* **Activities**:
a – In the commentary on Germany's role in the eurozone bank rescues, what is the maximum German exposure to the ESM?
b – Carry on the commentary on Germany, Ireland and the eurozone bank rescues from the point where it stops.

(Passage begins)

These include in sequence: bank shareholders, banks’ junior bondholders, banks’  senior bondholders, bank depositors, other banks within the affected nation state or the EU and finally the government responsible for the troubled bank (in our case, Enda’s government).

Even if we got close to tapping the EU’s special rescue vehicles such as the EFSM, the EFSF or the more recent ESM, we would find that in each case Germany has limited its own exposure by incorporating these entities in Luxembourg. In each case Germany has limited its capital commitment to 27 per cent of the fund size, reflecting its share of eurozone GDP.

The maximum German exposure to the ESM is €190bn, of which €27bn is paid-up capital. That’s just a blip on Merkel’s fiscal radar screen: the German GDP is €3.3 trillion a year.

Regular wimpish reminders

This is all part of a pattern. Previously the Germans rejected suggestions that eurozone countries might fund their individual deficits through the collective sale of eurobonds. This proposal would have cut the cost of funding for the weaker states and was backed by eurocrats like Jean Claude Juncker and Giulio Tremonti.  But Germany said no.

Realistic observers think that Enda is digging a hole for himself by his regular wimpish reminders of the June 2012 commitment, which was described by him at the time as a “seismic shift” and by Tanaiste Eamonn Gilmore as a “gamechanger”.

This is not an issue of academic importance, especially for young Irish people who can choose between emigrating now or sticking around working in underpaid jobs or as interns to help the government pay €9bn a year in interest to German and French banks.

(Passage ends)
(Source data begins)

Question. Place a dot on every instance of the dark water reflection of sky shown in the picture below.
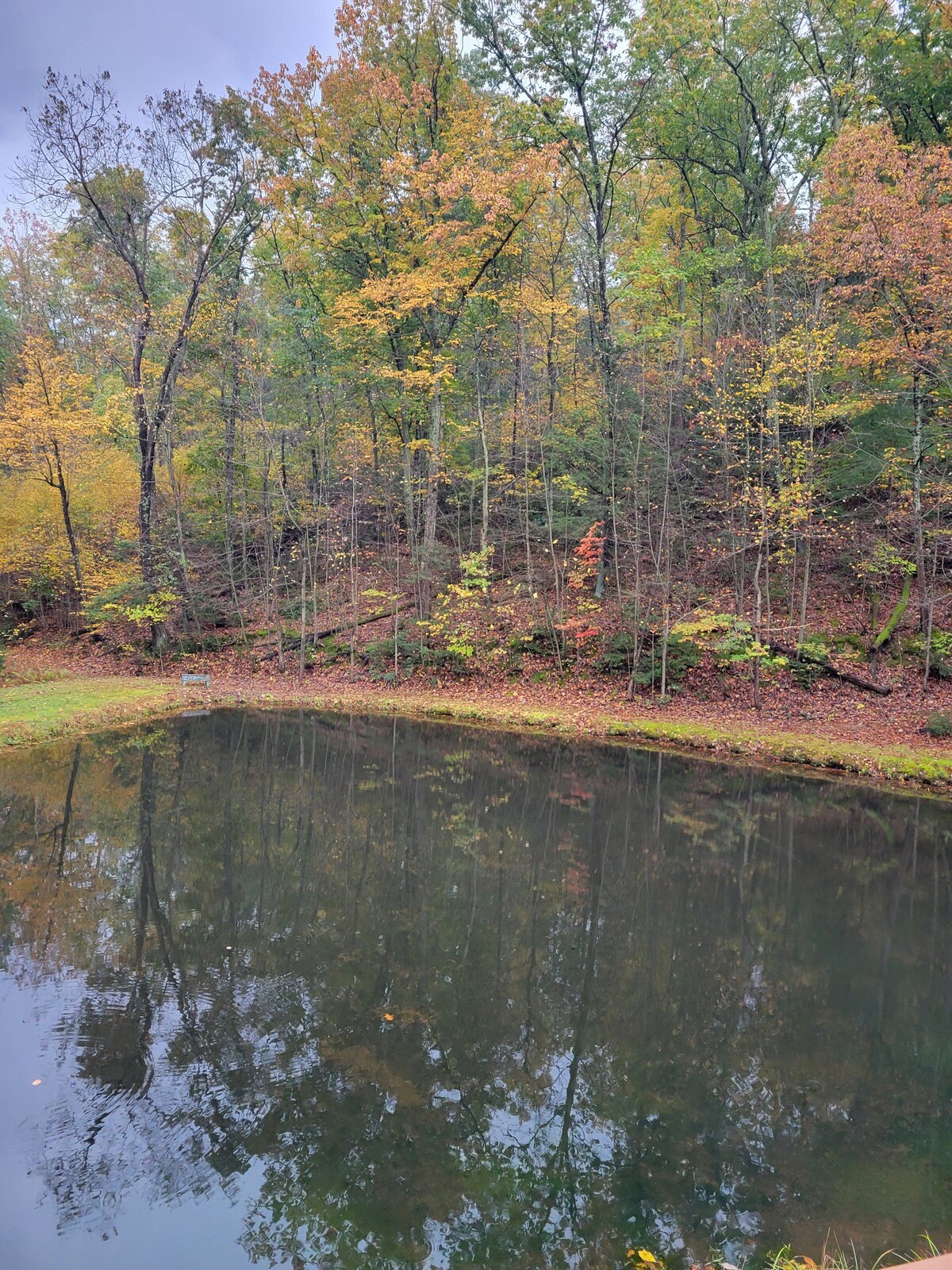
(313, 991)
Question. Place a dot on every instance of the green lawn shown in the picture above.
(57, 708)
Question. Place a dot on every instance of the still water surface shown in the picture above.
(315, 991)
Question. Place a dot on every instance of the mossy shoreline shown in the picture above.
(33, 713)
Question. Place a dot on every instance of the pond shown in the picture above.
(298, 990)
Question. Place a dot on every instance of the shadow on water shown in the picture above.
(414, 996)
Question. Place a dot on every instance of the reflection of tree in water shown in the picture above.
(501, 1000)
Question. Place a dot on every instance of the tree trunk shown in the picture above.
(67, 520)
(429, 521)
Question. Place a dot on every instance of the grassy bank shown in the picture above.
(69, 706)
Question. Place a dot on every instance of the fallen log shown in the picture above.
(338, 629)
(825, 668)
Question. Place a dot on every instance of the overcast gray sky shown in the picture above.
(145, 48)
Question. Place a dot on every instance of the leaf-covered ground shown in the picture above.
(831, 725)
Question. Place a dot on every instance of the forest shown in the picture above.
(606, 337)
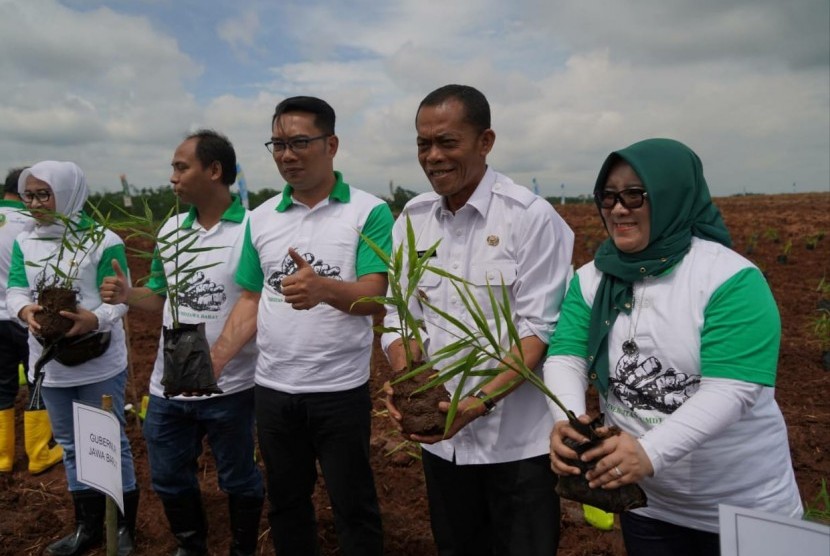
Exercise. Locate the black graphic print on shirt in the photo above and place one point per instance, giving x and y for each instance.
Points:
(289, 267)
(202, 294)
(643, 384)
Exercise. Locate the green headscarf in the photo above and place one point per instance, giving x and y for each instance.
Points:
(681, 207)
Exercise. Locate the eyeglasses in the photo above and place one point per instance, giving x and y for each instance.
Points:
(42, 195)
(628, 198)
(296, 144)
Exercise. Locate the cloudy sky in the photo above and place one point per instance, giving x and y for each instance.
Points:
(115, 85)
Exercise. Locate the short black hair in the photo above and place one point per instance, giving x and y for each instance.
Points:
(322, 110)
(212, 146)
(476, 107)
(11, 180)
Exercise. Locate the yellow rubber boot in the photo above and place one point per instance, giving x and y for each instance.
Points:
(38, 433)
(6, 440)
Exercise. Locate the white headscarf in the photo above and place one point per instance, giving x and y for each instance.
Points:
(67, 181)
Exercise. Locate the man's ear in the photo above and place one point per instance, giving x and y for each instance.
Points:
(216, 170)
(487, 140)
(332, 143)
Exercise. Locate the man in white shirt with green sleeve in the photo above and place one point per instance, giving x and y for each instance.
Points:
(304, 266)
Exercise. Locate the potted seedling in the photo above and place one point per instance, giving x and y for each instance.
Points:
(823, 290)
(751, 243)
(473, 354)
(485, 346)
(417, 388)
(188, 368)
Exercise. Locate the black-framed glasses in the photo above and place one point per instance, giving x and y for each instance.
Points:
(42, 195)
(296, 144)
(628, 198)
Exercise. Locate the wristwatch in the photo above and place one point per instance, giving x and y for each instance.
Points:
(489, 403)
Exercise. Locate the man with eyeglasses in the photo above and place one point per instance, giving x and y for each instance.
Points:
(304, 266)
(489, 483)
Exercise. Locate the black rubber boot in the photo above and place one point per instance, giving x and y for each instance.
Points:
(126, 523)
(245, 512)
(89, 525)
(188, 523)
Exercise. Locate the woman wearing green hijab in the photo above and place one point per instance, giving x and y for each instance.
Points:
(680, 335)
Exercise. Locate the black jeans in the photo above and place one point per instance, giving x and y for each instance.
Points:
(14, 349)
(645, 536)
(297, 430)
(498, 509)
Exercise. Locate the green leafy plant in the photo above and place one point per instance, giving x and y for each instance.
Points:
(479, 350)
(177, 246)
(79, 237)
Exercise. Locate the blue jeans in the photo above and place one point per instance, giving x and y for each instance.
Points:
(14, 349)
(174, 431)
(297, 430)
(59, 405)
(645, 536)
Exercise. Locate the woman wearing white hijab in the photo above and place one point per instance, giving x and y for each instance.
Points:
(55, 194)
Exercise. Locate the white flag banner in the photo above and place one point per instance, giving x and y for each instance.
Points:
(98, 450)
(746, 532)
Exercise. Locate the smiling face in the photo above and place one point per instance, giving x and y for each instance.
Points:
(629, 228)
(192, 181)
(452, 152)
(42, 210)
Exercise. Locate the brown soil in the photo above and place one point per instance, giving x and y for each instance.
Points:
(419, 410)
(36, 510)
(54, 300)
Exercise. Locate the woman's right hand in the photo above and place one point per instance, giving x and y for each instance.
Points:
(559, 450)
(27, 315)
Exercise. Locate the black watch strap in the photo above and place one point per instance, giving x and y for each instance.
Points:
(489, 403)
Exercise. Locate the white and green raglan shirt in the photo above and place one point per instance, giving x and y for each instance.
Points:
(322, 349)
(34, 252)
(211, 293)
(707, 335)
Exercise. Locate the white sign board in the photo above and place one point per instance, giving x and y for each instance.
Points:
(746, 532)
(98, 450)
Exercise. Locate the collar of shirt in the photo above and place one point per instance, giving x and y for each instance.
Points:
(340, 192)
(479, 200)
(234, 213)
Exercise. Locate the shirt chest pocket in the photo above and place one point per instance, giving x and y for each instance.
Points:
(493, 273)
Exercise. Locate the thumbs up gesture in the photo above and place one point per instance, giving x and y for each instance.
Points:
(304, 288)
(114, 289)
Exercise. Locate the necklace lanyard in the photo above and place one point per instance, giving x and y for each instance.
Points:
(630, 346)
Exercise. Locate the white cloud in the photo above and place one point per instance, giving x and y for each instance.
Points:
(746, 83)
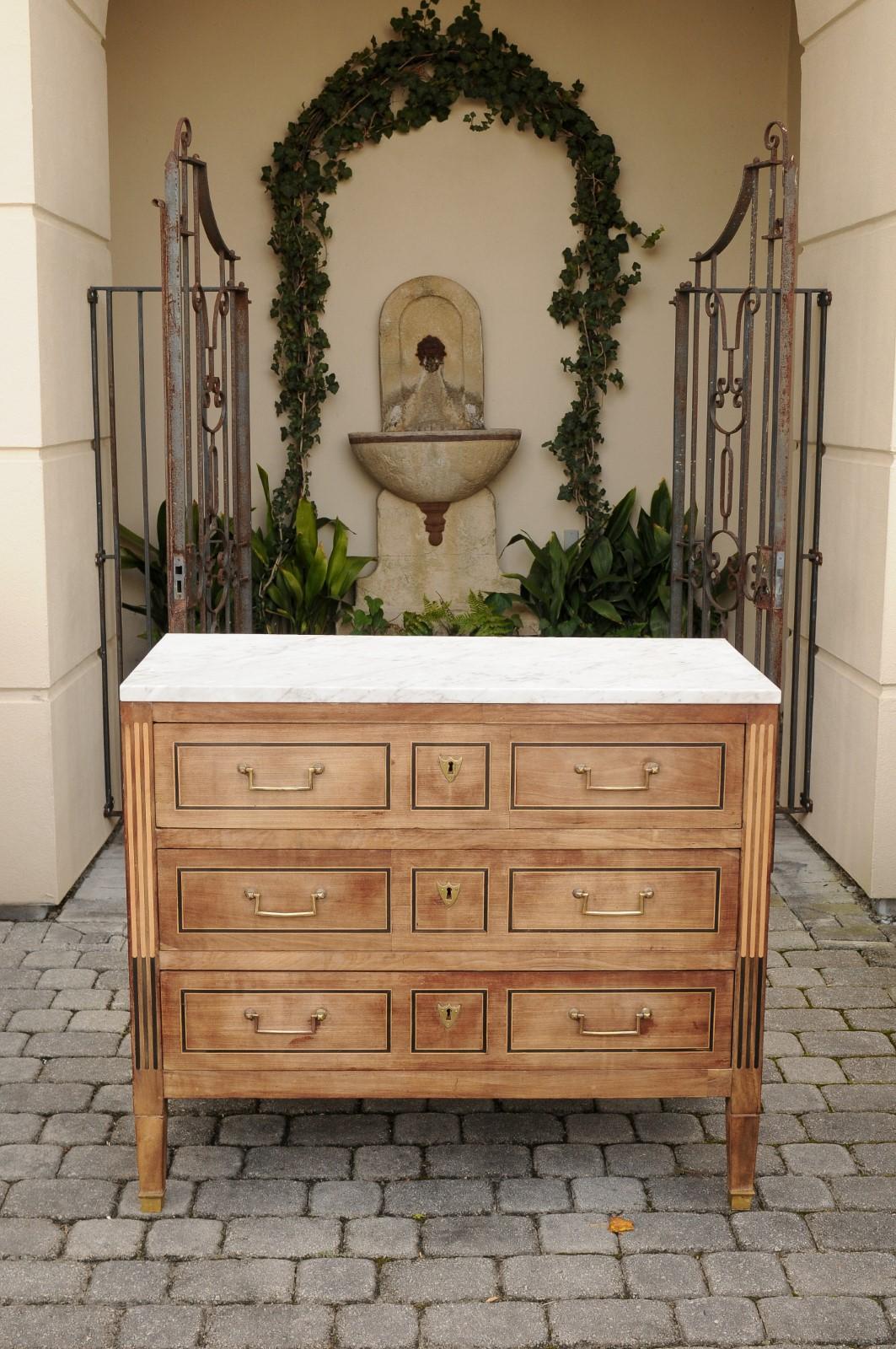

(Source data ends)

* **Answers given**:
a – €190bn, of which €27bn is paid-up capital.

b –
Take us for granted

The longer we continue with the current policy of box-ticking for our eurozone masters the more likely they are to take us for granted.

So what do we do? Unlike Italy and Spain we’re not big enough to qualify for special treatment under the “too big to fail” rule.

When the financial markets in these two Club Med countries went into meltdown, European Central Bank chief Mario Draghi suddenly located €1 trillion to supply their countries’ banks with long-term credits at near-zero interest rates.

Later he gave an open-ended pledge to support the Italian and Spanish gilt markets, taking the heat off interest rates. There was no mention of sending the Troika into Madrid or Rome either.

Ireland’s options are more limited. In terms of scale we don’t really count.

We could threaten to go bust like the Greeks. Their poormouth approach has so far got them two bailouts worth €245bn and a massive and well organised default on sovereign debt to private banks which was paid for by the ECB and presented as a perfectly harmless “debt exchange”.

In terms of scale we don’t count

But Ireland doesn’t do this sort of brinkmanship. It never has and never will.

Alternatively, in the absence of any relief on our debt, we could adopt a much more belligerent and obstructive approach to eurozone business while simultaneously cultivating much deeper financial relationships with both the UK and the United States. We could start by audibly exploring the possibility of securing a “debt exchange” on part of our €207bn sovereign debt.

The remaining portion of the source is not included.